* **Source information**
»»
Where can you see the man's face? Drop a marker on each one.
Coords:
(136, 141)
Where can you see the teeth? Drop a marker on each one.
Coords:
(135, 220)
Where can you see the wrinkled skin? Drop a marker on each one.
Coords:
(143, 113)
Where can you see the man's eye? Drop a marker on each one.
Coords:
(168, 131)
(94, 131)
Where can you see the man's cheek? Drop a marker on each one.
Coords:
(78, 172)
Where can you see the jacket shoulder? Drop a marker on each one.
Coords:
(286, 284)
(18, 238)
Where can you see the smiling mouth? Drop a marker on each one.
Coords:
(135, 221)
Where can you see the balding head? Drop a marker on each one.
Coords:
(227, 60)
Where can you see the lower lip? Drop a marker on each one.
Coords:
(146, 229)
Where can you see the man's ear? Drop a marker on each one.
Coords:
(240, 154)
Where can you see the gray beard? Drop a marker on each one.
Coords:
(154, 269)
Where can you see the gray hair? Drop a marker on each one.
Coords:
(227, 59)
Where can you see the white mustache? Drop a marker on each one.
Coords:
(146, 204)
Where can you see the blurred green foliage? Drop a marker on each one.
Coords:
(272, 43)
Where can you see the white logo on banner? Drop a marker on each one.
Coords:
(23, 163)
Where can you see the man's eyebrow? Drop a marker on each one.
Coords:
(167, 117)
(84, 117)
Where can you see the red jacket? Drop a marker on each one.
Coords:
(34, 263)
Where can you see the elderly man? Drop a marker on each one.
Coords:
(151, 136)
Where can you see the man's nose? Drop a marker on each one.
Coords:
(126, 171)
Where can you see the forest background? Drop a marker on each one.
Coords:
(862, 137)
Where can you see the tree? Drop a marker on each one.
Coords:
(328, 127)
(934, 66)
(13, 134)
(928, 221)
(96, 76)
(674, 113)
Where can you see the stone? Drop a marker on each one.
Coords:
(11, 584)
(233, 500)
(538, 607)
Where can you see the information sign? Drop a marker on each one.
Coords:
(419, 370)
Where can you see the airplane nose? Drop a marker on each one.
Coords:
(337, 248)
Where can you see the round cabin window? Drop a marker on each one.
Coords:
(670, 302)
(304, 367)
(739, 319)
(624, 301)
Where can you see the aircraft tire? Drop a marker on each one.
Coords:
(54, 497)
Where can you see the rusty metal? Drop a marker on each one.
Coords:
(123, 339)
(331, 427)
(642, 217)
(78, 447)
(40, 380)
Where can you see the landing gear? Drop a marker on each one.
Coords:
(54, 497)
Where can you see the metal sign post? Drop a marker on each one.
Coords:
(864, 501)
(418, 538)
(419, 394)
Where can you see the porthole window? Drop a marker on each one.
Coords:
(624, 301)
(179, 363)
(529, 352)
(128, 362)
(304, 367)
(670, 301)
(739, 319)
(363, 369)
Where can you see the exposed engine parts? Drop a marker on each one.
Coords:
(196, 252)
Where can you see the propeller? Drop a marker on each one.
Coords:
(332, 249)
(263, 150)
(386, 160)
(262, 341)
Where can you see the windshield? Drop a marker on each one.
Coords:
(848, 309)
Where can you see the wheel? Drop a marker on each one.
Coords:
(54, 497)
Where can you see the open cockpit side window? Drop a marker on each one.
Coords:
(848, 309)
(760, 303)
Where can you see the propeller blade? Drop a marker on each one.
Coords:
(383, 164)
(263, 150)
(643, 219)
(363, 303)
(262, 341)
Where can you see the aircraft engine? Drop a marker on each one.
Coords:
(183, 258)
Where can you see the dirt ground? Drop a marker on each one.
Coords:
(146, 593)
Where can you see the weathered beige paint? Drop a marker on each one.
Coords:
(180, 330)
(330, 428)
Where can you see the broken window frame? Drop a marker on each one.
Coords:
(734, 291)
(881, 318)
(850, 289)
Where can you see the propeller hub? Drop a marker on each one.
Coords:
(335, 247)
««
* **Task to complete**
What are the lines from the one with "Where can you see the exposed" through the end of the entries? Give them again exactly, both end lines included.

* **Result of this task**
Where can you see the exposed engine parts? Drop a marker on each one.
Coords:
(196, 252)
Where can you see the propeller? Drop a marker on each one.
Coords:
(332, 249)
(263, 150)
(386, 160)
(262, 341)
Where can you see the windshield? Drop a marker on each one.
Coords:
(848, 309)
Where can you see the wheel? Drop a marker on each one.
Coords:
(54, 497)
Where can you see the open cockpit side window? Drop a marker on each one.
Coords:
(848, 309)
(760, 303)
Where can you see the propeller blade? Drop a marker on each one.
Coords:
(383, 164)
(263, 150)
(643, 219)
(363, 303)
(262, 341)
Where can you see the aircraft engine? Drop a marker on each one.
Coords:
(183, 258)
Where can you see the dirt ground? Drop a marker on each one.
Coords:
(146, 593)
Where can you see the weathered beige paint? Drop a marker on each one.
Coords:
(180, 330)
(330, 428)
Where can you see the broken window frame? Drop a marker on each one.
Coords:
(734, 291)
(881, 318)
(850, 289)
Where can you see the propeller hub? Drop a marker on each one.
Coords:
(335, 247)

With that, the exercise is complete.